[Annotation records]
<<<<
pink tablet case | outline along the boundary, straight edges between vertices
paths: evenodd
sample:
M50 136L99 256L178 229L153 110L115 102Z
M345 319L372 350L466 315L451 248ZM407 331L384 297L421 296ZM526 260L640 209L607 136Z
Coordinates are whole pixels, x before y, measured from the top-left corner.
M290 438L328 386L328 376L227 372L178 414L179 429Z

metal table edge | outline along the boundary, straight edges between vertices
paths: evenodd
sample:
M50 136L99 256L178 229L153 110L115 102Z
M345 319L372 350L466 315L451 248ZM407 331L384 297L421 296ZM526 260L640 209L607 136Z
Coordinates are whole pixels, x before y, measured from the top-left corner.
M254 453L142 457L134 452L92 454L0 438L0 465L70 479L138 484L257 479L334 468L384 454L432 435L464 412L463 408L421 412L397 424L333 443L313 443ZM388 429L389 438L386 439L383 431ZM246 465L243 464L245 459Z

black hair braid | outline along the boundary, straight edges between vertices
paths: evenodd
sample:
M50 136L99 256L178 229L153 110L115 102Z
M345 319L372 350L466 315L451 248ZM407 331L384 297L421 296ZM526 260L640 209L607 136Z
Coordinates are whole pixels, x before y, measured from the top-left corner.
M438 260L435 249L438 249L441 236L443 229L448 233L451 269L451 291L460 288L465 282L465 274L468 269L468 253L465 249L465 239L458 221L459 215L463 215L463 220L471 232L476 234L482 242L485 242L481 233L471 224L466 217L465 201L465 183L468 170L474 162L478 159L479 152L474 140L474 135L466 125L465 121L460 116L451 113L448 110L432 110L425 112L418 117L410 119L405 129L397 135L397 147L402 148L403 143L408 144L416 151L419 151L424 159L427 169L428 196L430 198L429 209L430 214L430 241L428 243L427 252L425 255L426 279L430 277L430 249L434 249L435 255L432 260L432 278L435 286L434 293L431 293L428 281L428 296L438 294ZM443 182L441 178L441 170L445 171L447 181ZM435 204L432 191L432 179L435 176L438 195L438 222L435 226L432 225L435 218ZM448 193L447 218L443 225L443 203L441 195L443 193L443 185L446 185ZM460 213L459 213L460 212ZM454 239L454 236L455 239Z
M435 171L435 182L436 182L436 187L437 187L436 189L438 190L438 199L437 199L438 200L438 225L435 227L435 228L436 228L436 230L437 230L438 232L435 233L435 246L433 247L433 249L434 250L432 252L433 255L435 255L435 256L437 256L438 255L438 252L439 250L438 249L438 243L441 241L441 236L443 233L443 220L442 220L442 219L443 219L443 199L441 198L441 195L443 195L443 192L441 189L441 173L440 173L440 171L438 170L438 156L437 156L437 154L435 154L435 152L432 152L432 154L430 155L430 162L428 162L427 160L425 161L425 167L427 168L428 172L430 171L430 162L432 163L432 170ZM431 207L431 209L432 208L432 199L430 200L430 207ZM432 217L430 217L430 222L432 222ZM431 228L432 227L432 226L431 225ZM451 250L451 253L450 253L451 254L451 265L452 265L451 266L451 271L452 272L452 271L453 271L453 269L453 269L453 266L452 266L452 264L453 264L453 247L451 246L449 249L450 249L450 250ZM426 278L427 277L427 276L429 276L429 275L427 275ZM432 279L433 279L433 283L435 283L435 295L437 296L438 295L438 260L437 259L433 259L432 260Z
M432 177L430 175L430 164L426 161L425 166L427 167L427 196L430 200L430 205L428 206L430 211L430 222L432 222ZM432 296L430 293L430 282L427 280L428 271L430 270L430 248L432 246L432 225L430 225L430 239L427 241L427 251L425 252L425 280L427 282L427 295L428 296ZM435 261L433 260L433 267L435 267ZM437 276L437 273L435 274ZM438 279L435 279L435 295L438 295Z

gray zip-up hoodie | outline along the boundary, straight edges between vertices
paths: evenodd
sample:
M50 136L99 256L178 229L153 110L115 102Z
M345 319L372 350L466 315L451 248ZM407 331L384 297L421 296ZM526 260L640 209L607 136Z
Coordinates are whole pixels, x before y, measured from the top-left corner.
>>>>
Return the line that contains "gray zip-up hoodie" and all lines after it, verbatim, and nothing else.

• [Exercise answer]:
gray zip-up hoodie | outline along the boundary, straight edges between vertices
paths: evenodd
sample:
M50 136L99 256L178 229L153 110L115 102Z
M345 319L372 350L466 315L451 248ZM407 331L384 297L421 296ZM526 260L640 209L607 136Z
Coordinates are whole pixels, x before y, measured from the top-left corner.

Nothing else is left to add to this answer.